(Provided information):

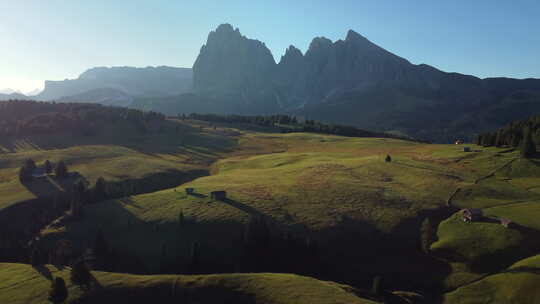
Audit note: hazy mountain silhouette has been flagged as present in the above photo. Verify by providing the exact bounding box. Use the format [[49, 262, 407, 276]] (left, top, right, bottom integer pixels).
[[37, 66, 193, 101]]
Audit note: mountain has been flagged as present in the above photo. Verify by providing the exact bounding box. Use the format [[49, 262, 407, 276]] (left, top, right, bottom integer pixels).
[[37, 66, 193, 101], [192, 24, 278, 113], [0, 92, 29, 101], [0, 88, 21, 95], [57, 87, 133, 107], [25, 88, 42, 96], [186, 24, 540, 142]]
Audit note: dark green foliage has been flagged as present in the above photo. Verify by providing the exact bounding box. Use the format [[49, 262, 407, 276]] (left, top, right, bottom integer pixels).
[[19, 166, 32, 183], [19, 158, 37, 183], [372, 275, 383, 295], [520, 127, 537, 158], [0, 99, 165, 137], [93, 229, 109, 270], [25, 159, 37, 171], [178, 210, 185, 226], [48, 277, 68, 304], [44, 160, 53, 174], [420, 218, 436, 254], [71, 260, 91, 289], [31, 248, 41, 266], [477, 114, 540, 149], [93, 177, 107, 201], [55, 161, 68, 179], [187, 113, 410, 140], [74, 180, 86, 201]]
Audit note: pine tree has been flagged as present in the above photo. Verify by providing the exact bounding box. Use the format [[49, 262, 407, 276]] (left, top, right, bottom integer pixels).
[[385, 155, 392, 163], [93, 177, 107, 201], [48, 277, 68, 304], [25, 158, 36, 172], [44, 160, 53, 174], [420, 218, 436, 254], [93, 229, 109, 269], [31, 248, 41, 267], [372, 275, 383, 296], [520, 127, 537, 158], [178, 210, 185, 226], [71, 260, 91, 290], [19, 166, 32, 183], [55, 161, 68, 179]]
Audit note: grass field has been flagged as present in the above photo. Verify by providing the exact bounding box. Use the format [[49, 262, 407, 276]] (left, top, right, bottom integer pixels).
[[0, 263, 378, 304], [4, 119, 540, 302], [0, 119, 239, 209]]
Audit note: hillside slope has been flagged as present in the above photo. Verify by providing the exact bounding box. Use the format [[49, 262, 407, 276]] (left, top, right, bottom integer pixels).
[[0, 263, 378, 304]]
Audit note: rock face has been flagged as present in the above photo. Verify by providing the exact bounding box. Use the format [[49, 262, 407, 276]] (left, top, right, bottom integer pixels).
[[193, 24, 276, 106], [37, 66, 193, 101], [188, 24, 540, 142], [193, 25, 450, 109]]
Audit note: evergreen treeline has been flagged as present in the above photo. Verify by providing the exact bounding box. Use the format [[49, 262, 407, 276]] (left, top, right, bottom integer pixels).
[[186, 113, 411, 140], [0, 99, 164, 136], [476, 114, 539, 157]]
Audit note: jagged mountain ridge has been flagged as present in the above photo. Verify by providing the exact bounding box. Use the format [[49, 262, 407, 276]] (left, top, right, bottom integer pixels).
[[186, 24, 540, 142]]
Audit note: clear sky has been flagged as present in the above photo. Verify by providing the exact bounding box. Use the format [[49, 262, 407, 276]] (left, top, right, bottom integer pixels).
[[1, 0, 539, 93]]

==

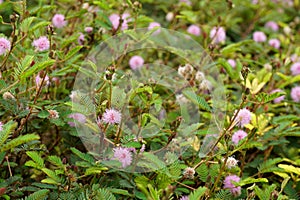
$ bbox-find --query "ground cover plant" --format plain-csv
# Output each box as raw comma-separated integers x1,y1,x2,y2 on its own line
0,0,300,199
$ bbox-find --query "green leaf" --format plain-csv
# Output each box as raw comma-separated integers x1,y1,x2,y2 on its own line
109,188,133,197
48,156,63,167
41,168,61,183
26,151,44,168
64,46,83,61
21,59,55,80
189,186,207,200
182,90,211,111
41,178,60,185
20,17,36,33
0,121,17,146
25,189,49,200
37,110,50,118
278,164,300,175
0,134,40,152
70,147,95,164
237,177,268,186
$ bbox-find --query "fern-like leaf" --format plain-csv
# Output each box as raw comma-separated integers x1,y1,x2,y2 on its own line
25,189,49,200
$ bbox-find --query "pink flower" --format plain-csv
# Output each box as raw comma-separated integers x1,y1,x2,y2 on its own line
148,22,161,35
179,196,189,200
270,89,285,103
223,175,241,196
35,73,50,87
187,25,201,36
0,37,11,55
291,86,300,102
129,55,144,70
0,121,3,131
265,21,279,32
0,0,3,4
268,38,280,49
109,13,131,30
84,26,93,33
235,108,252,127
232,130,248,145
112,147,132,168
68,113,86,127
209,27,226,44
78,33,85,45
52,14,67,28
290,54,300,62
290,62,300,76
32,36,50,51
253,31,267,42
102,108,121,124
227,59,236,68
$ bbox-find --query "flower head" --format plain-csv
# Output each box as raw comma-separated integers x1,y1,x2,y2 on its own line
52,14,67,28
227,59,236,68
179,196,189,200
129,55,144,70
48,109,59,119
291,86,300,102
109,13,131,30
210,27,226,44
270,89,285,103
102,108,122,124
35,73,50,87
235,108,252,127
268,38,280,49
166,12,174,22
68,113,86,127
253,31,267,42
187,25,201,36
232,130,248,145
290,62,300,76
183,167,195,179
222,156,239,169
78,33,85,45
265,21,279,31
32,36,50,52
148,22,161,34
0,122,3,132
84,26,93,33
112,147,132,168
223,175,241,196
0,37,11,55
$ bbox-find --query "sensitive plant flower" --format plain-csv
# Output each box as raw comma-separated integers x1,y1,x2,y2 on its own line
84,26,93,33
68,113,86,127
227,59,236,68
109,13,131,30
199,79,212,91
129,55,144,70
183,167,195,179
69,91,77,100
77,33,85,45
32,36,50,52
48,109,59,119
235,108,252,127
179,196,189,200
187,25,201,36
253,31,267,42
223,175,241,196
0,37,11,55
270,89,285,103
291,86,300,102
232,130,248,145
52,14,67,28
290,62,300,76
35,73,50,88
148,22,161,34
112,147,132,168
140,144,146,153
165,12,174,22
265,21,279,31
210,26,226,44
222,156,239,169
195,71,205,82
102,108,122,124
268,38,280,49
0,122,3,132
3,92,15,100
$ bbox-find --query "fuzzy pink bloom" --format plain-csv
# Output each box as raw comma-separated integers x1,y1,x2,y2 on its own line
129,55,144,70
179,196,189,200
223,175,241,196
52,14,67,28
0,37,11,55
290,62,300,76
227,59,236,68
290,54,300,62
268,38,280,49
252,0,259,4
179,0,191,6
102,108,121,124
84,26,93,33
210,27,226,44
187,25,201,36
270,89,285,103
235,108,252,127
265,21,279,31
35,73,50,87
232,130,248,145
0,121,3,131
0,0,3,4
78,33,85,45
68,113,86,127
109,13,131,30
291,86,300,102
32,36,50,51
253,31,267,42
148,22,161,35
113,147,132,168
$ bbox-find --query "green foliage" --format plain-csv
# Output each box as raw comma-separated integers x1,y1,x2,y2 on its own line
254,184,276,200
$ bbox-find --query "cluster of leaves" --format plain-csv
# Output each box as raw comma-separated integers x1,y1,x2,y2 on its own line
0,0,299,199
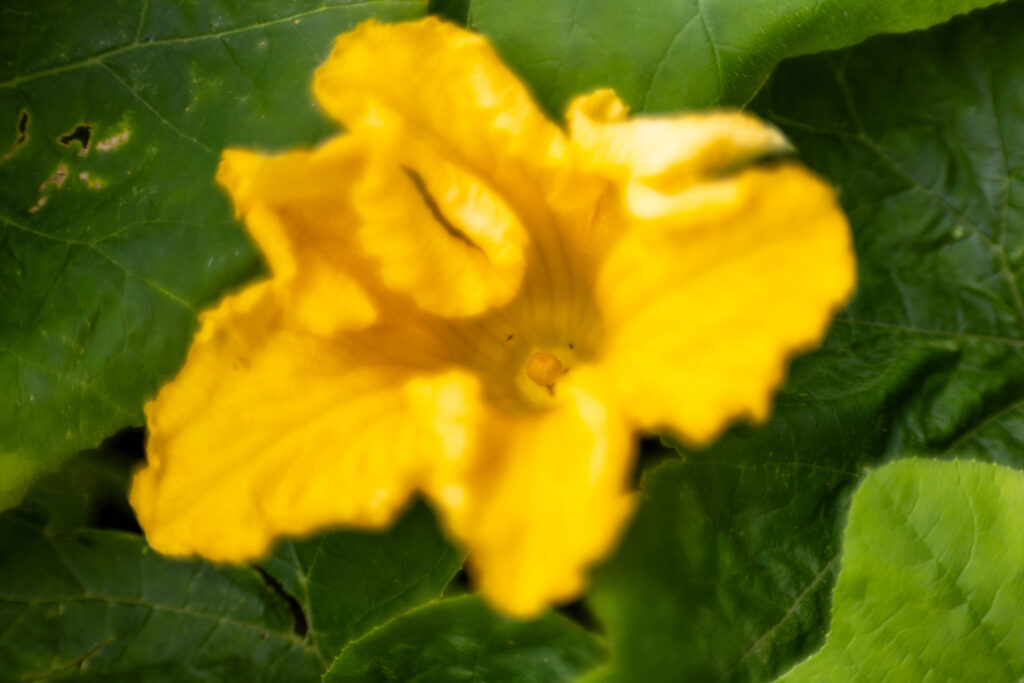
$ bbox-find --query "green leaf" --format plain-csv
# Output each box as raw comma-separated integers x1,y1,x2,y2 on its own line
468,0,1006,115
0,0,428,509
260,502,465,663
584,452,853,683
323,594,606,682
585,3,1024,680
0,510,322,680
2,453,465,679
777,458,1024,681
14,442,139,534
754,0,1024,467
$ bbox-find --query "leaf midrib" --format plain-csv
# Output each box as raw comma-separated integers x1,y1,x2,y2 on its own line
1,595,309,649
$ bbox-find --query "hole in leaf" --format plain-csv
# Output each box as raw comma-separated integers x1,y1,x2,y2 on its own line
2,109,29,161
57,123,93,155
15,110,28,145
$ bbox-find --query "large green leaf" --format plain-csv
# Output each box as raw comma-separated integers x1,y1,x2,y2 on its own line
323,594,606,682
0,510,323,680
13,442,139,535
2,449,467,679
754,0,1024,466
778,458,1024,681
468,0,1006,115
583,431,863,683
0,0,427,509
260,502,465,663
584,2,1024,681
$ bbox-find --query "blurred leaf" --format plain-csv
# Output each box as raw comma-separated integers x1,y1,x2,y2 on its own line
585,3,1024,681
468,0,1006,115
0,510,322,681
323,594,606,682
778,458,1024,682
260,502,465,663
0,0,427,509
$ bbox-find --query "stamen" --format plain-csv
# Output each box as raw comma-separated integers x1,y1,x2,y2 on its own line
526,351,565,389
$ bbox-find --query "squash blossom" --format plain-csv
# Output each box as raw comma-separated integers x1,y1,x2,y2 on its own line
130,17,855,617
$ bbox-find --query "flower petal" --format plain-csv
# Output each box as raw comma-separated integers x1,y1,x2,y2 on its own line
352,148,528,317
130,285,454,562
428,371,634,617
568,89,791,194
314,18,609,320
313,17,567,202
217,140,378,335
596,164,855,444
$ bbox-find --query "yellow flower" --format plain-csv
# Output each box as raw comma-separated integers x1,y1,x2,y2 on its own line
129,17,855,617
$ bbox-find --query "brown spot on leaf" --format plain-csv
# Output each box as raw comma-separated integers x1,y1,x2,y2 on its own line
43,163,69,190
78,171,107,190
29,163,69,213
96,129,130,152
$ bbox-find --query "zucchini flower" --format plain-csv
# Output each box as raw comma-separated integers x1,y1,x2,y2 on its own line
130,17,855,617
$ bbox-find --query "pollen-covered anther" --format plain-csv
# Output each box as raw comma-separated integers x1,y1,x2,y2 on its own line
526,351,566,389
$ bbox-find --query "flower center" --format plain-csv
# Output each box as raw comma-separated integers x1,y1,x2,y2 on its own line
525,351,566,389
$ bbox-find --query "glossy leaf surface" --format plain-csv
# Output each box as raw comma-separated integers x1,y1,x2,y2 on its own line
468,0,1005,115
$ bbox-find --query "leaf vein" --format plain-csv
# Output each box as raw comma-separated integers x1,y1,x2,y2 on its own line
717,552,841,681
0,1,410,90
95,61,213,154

==

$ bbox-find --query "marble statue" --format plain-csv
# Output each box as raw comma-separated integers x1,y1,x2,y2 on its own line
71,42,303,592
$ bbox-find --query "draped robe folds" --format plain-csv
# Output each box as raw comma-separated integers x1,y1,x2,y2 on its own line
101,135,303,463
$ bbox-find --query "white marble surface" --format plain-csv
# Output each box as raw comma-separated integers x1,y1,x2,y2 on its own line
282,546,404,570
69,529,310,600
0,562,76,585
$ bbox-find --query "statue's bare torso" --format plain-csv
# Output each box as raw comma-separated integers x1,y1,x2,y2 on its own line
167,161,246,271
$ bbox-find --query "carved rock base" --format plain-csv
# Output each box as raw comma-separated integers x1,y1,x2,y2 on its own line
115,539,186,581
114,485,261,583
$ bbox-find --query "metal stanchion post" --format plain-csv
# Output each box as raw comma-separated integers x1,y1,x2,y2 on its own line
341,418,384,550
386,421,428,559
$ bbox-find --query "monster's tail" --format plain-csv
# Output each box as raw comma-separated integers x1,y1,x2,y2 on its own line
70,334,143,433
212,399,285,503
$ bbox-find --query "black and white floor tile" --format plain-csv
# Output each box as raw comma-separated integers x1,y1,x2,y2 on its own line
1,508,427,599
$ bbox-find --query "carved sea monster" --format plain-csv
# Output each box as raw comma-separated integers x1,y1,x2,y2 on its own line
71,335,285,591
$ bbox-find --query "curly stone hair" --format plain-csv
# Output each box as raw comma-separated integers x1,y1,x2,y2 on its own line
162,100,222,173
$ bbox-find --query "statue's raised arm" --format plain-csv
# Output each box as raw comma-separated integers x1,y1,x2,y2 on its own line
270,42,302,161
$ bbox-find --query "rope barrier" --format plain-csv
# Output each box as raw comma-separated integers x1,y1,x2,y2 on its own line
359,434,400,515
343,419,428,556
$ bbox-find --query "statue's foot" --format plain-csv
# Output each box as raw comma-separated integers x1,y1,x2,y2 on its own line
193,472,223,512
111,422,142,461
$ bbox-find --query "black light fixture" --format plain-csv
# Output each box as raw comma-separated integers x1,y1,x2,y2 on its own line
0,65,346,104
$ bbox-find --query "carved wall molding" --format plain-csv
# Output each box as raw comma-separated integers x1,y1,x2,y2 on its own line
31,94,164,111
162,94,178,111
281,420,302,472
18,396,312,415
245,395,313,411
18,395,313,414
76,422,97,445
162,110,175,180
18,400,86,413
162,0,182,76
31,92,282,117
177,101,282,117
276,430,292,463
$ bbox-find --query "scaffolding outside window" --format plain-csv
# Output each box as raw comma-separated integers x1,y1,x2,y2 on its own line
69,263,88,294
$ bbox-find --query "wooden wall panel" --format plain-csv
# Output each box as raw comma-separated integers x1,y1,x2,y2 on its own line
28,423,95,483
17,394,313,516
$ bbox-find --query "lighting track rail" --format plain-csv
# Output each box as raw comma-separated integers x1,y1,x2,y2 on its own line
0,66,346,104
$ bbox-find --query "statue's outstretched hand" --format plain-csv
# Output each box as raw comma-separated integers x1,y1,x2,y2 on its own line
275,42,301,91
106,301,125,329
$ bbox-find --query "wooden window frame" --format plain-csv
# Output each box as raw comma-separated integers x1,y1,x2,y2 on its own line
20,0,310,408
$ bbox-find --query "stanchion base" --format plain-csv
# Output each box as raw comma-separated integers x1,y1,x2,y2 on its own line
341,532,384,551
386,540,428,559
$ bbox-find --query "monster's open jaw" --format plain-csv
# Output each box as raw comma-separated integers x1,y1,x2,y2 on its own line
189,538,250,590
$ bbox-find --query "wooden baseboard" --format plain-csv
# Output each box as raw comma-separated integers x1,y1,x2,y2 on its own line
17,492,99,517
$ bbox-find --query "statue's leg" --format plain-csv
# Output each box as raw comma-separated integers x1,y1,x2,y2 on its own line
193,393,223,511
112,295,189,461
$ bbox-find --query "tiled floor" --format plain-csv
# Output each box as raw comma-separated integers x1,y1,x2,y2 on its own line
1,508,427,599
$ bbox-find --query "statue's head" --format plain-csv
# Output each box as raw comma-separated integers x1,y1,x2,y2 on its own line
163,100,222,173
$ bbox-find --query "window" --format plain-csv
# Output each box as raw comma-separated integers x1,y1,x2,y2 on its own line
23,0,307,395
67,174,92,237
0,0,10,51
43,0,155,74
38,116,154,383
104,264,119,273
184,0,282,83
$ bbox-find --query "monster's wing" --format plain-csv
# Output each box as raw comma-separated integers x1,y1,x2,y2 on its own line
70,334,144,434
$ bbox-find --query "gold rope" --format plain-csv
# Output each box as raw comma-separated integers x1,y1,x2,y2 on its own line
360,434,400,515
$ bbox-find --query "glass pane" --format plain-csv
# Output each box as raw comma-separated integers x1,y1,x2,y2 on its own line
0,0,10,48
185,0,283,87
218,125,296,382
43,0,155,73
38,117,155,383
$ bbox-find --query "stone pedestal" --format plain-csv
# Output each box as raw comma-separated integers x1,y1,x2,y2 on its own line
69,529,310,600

(What you will do): Your answer should consist of the count of lines in the listing that hold the word "stanchion", with nothing else.

(Answer section): 2